- **Exercise requirements**:
a) From the passage on Russia's political camps, extract the text starting with "Like all schemata, this" and going on through "main demarcation line.".
b) Sum up the passage on Russia's political camps in two sentences.

- **Document passage**:
——

The two types of questions are expressive of the views of present-day Russia's two political camps distinctly unequal in strength. The gosudarstvenniki "statehood-niks," supporters of the "sovereign democracy" ideology, prevail both in their own numbers and in terms of electoral support. The oppositionists, though very vocal and well-represented in the media, are clearly outnumbered and stand for ever dwindling sections of the electorate (as the recent provincial elections have shown, to take just one instance).
Like all schemata, this division is an oversimplification, but an overview of the recent and still raging debate shows: there is a case for drawing this main demarcation line.
Yabloko Party leader Grigory Yavlinsky
Says Vyacheslav Nikonov, head of the Unity in the Name of Russia Foundation (and, as all the world knows, the grandson of Stalin's sidekick Vyacheslav Molotov): "February 1917 is not the kind of date that is worth celebrating. In the space of several days Russian statehood was destroyed, and with it, a great country." [2] This can also be taken as the gist of the Solzhenitsyn pamphlet, though Mr. Nikonov insists on disagreeing with some of his points.

——

- **Information shown**:
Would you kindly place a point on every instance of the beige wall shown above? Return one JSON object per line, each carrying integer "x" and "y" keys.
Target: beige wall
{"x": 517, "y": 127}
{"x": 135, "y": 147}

——

- **Responses per task**:
a)
Like all schemata, this division is an oversimplification, but an overview of the recent and still raging debate shows: there is a case for drawing this main demarcation line.

b) Present-day Russia has two unequal political camps: the gosudarstvenniki, supporters of "sovereign democracy," who lead in numbers and electoral support, and the oppositionists, who are vocal and well represented in the media but outnumbered and backed by a shrinking share of voters. Vyacheslav Nikonov, head of the Unity in the Name of Russia Foundation, says February 1917 is not worth celebrating because in several days Russian statehood was destroyed and a great country with it.